* _AUSGEWÄHLTER TEXTAUSZUG_

Unangetastete Altsysteme
Als besondere Herausforderung betrachten sie die Absicherung von Produktionsprozessen. Die operative Technologie (OT) war lange Zeit von der Informationstechnologie (IT) in Unternehmen klar getrennt. Mit der zunehmenden Digitalisierung verschmelzen OT und IT. Dadurch ergeben sich zusätzliche Angriffsflächen. "Das Problem in der OT ist, dass wir viele Altsysteme drin haben", meint Lukas Gerhold. Diese "Legacy-Systeme" sind etwa Maschinen und Computer, die bereits lange im Einsatz sind und die Produktion vermeintlich zuverlässig am Laufen halten. "Für die Fertigung ist die Verfügbarkeit das allerwichtigste. Da gilt oft das Motto: Rühr ein funktionierendes System nicht an", meint Adrian Pinter.

* _AUFGABENSTELLUNG_
Führe den Textauszug oben über die Absicherung alter Produktionssysteme im Anschluss an seinen letzten Satz weiter. Die anschließenden Zeilen sind eigenständiges Material und gehören nicht zum Textauszug.

* _ROHDATEN_
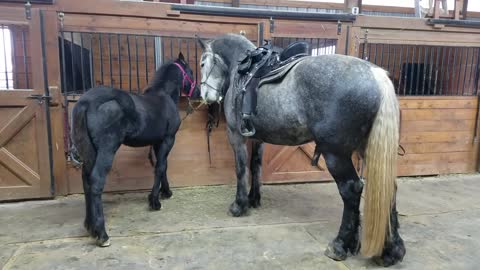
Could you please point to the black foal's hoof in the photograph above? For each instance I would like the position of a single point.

* _DIE ANTWORT_
Netzwerkschichten durchforstet
Das Problem daran: Für einen alten Windows-XP-Rechner sind etwa keine Patches mehr verfügbar. Solche Legacy-Systeme auszutauschen stellt für manche Unternehmen dennoch keine Option dar. Gerhold schildert, wie die Produktion von Industrieunternehmen dadurch beeinträchtigt werden kann: "In den vergangenen Jahren ist zum Beispiel klassisch, über Phishing-Mails, die Schadsoftware Emotet verbreitet worden. Die gibt es zwar schon seit 2010, sie ist aber laufend verbessert worden."
Fand die Malware Schwachstellen in einem Unternehmensnetzwerk, wurde ein weiteres Angriffsprogramm heruntergeladen. "Angreifer haben sich von Netzwerkschicht zu Netzwerkschicht durchgehantelt, um an produktionsnahe Informationen zu kommen. Die wurden dann mit Ransomware verschlüsselt und das Unternehmen wurde erpresst."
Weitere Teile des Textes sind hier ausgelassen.